Segment Start: DATASET RECORDS
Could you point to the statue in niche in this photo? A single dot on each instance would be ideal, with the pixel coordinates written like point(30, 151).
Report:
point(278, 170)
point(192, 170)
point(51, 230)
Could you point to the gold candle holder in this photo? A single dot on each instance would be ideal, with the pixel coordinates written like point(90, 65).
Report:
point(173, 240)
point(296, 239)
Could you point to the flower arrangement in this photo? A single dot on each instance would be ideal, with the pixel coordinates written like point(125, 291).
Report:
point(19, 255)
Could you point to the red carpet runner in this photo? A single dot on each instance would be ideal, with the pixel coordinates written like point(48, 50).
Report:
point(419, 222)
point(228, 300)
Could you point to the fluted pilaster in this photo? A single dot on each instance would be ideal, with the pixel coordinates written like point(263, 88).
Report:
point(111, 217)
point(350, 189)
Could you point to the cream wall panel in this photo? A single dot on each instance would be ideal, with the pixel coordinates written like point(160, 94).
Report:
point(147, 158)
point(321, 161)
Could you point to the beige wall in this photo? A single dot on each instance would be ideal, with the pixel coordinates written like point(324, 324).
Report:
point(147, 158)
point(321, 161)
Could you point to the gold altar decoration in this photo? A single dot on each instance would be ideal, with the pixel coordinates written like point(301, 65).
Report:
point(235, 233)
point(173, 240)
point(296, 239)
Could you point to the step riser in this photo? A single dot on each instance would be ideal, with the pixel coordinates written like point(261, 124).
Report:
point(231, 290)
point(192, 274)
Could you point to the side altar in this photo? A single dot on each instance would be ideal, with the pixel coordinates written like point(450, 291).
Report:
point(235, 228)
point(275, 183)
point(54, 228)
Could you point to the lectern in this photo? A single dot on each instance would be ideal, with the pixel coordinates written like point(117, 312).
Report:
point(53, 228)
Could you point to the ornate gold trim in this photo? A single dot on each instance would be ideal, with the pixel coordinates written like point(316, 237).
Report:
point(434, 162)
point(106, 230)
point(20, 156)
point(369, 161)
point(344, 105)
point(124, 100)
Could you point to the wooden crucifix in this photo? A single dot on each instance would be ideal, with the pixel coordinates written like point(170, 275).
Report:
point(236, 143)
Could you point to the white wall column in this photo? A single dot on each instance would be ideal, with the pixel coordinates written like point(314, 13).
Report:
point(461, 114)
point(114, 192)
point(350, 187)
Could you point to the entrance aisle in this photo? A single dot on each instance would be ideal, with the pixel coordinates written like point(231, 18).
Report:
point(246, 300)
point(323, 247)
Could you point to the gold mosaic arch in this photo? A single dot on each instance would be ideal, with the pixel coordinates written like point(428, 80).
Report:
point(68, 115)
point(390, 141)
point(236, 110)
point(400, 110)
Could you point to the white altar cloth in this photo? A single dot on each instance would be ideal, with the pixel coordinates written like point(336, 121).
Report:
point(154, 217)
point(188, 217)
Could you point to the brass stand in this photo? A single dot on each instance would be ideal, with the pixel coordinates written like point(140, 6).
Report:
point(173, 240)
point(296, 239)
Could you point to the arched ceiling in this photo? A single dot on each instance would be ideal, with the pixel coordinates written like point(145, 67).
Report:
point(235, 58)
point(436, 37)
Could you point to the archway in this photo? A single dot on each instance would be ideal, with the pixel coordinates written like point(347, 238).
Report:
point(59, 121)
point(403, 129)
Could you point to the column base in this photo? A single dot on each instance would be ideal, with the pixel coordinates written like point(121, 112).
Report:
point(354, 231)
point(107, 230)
Segment End: DATASET RECORDS
## WHAT YOU WILL DO
Look back at the entries above. Retype the line with "Could you point to the white wall", the line with "Could you point to the entrance", and all lines in between.

## EXPECTED OUTPUT
Could you point to the white wall column in this photo? A single dot on each instance would be ideal, with the pixel coordinates written like point(314, 13).
Report:
point(461, 114)
point(114, 192)
point(350, 187)
Could you point to the entrance aisle in this photo? A single dot on each instance would be ideal, with the pixel coordinates written like point(231, 18).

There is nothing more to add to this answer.